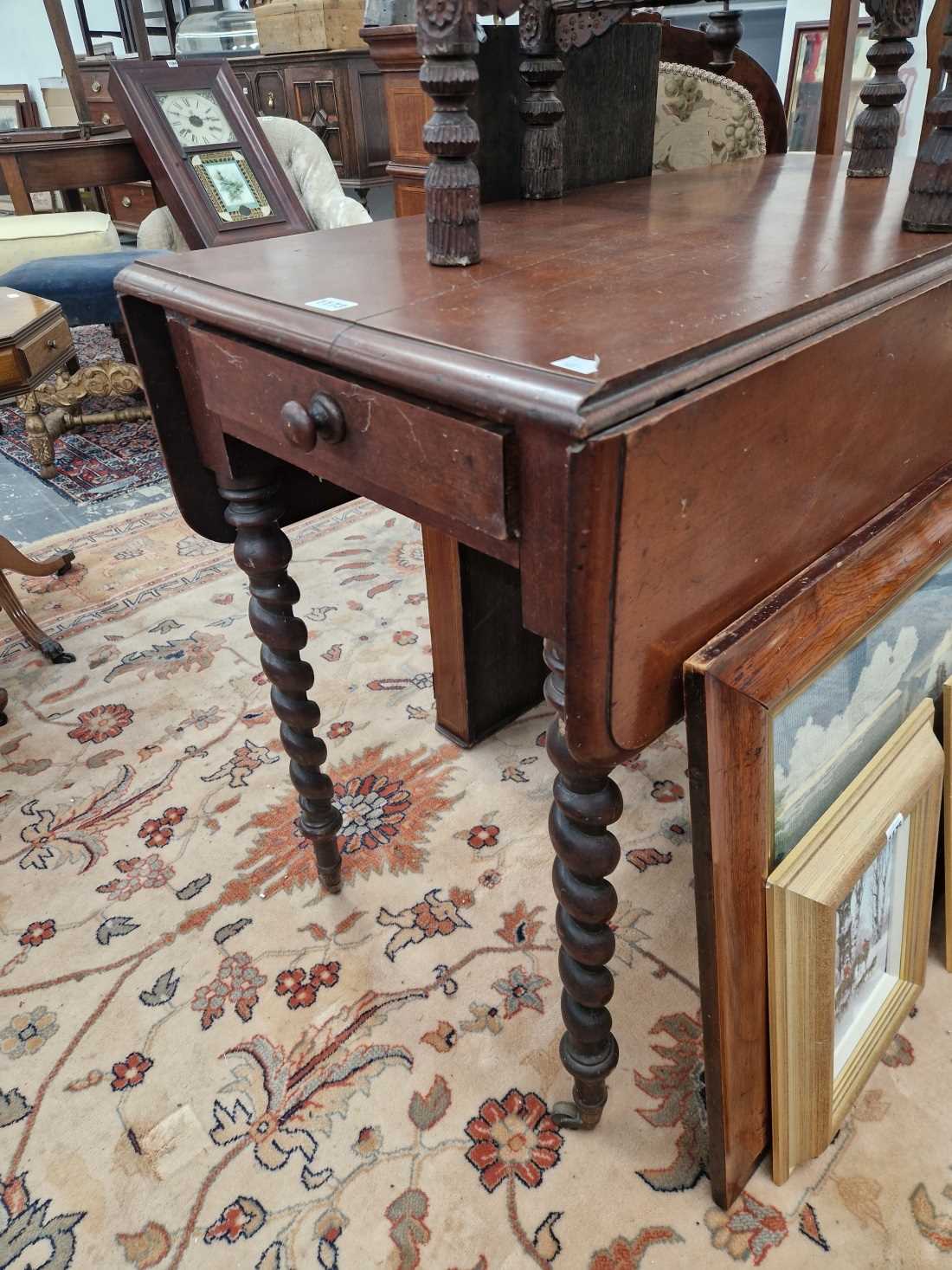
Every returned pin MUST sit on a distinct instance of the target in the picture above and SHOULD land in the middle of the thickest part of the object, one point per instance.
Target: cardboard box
(309, 26)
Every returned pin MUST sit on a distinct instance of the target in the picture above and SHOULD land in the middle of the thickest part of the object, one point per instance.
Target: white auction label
(582, 364)
(331, 305)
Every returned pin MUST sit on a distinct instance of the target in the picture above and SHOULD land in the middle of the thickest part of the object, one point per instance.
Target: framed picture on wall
(848, 916)
(16, 108)
(807, 62)
(785, 709)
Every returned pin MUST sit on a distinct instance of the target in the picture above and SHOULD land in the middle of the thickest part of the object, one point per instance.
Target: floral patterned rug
(204, 1062)
(103, 460)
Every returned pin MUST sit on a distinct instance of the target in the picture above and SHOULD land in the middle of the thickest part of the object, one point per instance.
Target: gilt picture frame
(848, 938)
(748, 695)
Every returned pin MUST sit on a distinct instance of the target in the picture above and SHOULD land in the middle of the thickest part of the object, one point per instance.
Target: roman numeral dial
(196, 117)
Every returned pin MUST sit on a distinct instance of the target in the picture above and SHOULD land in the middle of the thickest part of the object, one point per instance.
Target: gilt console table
(652, 404)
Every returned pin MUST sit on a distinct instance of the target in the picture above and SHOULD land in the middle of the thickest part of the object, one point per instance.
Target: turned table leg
(37, 437)
(584, 803)
(263, 551)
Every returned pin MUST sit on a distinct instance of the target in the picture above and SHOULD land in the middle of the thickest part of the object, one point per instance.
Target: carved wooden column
(541, 112)
(584, 803)
(876, 128)
(929, 203)
(446, 37)
(263, 551)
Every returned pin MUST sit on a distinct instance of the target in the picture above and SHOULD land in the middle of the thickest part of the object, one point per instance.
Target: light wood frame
(947, 815)
(732, 687)
(804, 894)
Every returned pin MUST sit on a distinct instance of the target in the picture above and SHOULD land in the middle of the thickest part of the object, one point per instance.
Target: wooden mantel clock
(206, 151)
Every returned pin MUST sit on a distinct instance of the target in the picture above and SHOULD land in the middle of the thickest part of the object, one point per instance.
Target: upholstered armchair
(310, 169)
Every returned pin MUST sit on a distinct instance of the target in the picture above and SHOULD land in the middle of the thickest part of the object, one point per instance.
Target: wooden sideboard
(339, 94)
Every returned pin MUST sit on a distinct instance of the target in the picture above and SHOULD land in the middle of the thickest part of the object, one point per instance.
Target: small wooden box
(293, 26)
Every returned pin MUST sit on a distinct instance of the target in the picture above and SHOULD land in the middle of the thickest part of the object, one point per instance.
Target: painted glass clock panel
(230, 185)
(196, 117)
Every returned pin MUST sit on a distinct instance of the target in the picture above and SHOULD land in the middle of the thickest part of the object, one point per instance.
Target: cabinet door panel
(318, 97)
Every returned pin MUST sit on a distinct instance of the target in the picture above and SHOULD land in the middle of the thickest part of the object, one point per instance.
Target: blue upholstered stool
(83, 285)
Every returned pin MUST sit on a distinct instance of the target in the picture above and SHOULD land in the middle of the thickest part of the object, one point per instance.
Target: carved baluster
(446, 35)
(584, 803)
(724, 30)
(876, 128)
(541, 112)
(929, 203)
(263, 551)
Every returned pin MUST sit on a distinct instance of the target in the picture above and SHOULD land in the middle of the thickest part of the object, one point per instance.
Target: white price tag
(581, 364)
(331, 305)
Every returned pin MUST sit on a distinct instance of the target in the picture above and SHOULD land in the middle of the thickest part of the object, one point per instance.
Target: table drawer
(130, 203)
(47, 347)
(97, 86)
(441, 462)
(104, 112)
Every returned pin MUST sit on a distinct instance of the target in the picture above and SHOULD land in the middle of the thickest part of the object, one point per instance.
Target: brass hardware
(321, 421)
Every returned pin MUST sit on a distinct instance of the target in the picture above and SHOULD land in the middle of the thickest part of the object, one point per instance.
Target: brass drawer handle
(321, 421)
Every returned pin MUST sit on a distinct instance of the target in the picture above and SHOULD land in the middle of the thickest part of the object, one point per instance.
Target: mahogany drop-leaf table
(759, 361)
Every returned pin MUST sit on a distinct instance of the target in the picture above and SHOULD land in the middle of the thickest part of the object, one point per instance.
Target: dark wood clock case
(135, 86)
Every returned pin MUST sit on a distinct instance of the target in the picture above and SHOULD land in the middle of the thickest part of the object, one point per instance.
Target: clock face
(196, 117)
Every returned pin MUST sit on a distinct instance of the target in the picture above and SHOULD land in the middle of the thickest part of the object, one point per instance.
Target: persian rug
(100, 461)
(206, 1062)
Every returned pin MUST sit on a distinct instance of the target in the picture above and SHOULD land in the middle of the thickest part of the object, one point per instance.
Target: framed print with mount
(785, 709)
(848, 914)
(206, 151)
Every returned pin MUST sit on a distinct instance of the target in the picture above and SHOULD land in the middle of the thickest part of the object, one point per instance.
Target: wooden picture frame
(16, 108)
(802, 108)
(734, 690)
(947, 817)
(138, 87)
(848, 914)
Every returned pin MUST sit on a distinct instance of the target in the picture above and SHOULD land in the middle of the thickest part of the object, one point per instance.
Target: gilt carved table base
(64, 393)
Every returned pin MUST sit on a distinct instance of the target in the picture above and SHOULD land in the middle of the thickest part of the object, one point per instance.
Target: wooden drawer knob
(321, 419)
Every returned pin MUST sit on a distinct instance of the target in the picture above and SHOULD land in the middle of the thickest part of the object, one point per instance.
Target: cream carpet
(206, 1063)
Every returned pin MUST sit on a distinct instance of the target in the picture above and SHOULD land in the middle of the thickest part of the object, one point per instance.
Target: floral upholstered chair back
(704, 119)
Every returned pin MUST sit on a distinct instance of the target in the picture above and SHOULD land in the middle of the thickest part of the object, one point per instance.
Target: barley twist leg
(263, 551)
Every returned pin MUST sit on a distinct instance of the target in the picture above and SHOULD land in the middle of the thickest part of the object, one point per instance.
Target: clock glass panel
(196, 117)
(231, 185)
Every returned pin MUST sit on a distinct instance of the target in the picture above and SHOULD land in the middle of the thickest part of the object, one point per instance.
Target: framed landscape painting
(785, 709)
(848, 938)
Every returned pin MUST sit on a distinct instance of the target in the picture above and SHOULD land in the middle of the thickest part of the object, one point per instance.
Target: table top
(22, 313)
(658, 285)
(41, 140)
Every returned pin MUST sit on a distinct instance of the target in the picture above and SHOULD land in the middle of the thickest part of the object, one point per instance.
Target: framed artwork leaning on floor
(848, 916)
(785, 707)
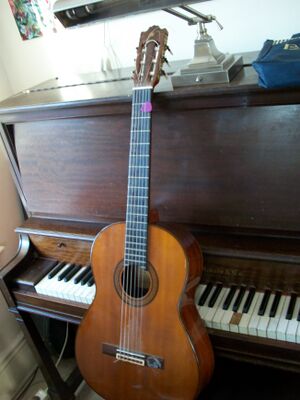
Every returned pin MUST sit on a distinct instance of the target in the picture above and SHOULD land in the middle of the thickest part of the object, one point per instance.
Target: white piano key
(298, 333)
(234, 327)
(212, 310)
(57, 289)
(69, 286)
(46, 285)
(273, 323)
(216, 321)
(200, 289)
(74, 286)
(91, 295)
(244, 323)
(228, 313)
(293, 324)
(203, 309)
(252, 327)
(81, 293)
(265, 319)
(283, 322)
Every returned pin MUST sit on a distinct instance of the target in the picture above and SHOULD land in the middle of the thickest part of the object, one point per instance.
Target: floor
(231, 381)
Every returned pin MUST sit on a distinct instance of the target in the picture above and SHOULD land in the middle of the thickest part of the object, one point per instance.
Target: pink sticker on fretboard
(146, 107)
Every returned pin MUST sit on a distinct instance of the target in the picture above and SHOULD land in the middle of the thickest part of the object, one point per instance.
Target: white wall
(5, 88)
(247, 23)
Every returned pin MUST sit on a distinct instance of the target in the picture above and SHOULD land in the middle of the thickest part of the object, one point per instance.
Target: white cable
(64, 346)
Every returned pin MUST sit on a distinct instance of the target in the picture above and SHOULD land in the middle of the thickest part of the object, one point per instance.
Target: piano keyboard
(247, 311)
(69, 282)
(235, 309)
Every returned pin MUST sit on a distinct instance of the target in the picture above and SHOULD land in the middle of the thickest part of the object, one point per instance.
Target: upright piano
(225, 166)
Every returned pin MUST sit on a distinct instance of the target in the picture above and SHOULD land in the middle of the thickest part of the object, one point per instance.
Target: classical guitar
(142, 338)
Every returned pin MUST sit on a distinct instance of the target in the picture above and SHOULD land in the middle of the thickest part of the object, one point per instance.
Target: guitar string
(134, 201)
(139, 162)
(143, 139)
(133, 232)
(145, 148)
(125, 277)
(136, 194)
(141, 131)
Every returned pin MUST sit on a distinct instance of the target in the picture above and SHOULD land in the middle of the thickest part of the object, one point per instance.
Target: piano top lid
(78, 12)
(116, 86)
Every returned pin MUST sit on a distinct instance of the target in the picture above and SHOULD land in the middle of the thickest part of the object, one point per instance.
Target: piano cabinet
(224, 166)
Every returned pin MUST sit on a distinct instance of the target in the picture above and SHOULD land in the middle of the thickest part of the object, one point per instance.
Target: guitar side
(165, 326)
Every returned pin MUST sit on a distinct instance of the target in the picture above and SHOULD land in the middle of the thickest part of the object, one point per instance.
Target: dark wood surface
(225, 166)
(108, 9)
(242, 176)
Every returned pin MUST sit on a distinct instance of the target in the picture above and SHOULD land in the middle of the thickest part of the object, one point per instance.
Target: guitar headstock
(150, 57)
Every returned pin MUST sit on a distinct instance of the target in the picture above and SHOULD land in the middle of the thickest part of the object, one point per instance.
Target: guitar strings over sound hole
(135, 281)
(135, 286)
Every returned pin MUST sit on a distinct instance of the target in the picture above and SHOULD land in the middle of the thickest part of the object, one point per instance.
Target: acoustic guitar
(142, 337)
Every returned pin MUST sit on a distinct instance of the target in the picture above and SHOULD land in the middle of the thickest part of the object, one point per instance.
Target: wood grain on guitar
(142, 337)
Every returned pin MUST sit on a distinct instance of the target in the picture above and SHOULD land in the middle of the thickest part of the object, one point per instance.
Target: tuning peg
(163, 73)
(168, 49)
(166, 61)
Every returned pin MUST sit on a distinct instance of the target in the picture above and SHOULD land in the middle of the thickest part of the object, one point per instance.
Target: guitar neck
(138, 179)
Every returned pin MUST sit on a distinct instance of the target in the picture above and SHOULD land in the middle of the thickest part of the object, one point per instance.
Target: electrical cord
(64, 346)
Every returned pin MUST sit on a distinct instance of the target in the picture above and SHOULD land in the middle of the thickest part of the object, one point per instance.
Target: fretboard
(138, 179)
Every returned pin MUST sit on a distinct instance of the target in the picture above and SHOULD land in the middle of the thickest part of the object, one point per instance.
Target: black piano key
(86, 278)
(205, 294)
(275, 304)
(239, 299)
(72, 272)
(249, 300)
(82, 275)
(91, 281)
(291, 307)
(56, 269)
(229, 297)
(215, 295)
(264, 303)
(65, 272)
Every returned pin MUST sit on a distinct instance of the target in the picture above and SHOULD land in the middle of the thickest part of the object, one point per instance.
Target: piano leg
(58, 389)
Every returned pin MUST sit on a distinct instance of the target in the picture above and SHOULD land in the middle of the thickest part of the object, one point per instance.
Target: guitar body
(162, 325)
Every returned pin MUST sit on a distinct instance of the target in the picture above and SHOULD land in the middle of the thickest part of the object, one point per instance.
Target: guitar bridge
(132, 358)
(141, 359)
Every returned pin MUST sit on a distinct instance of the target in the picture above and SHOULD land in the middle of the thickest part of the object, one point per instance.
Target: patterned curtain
(33, 17)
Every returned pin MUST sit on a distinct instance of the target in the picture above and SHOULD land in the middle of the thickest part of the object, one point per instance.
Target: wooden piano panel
(234, 167)
(62, 249)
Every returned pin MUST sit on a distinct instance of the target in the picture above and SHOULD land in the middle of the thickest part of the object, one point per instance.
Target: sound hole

WORK INSTRUCTIONS:
The answer must consist of the lines from the one with "Target: wooden piano panel" through the final line of the entries above, exactly as they are, and nothing else.

SOLUTION FOR THIS TASK:
Target: wooden piano panel
(234, 167)
(62, 249)
Every returned pin MUST sit on a distinct instance of the target in the picture above and SHOULD land in the middle of the thickest part of the object, one point per instance.
Target: sound hole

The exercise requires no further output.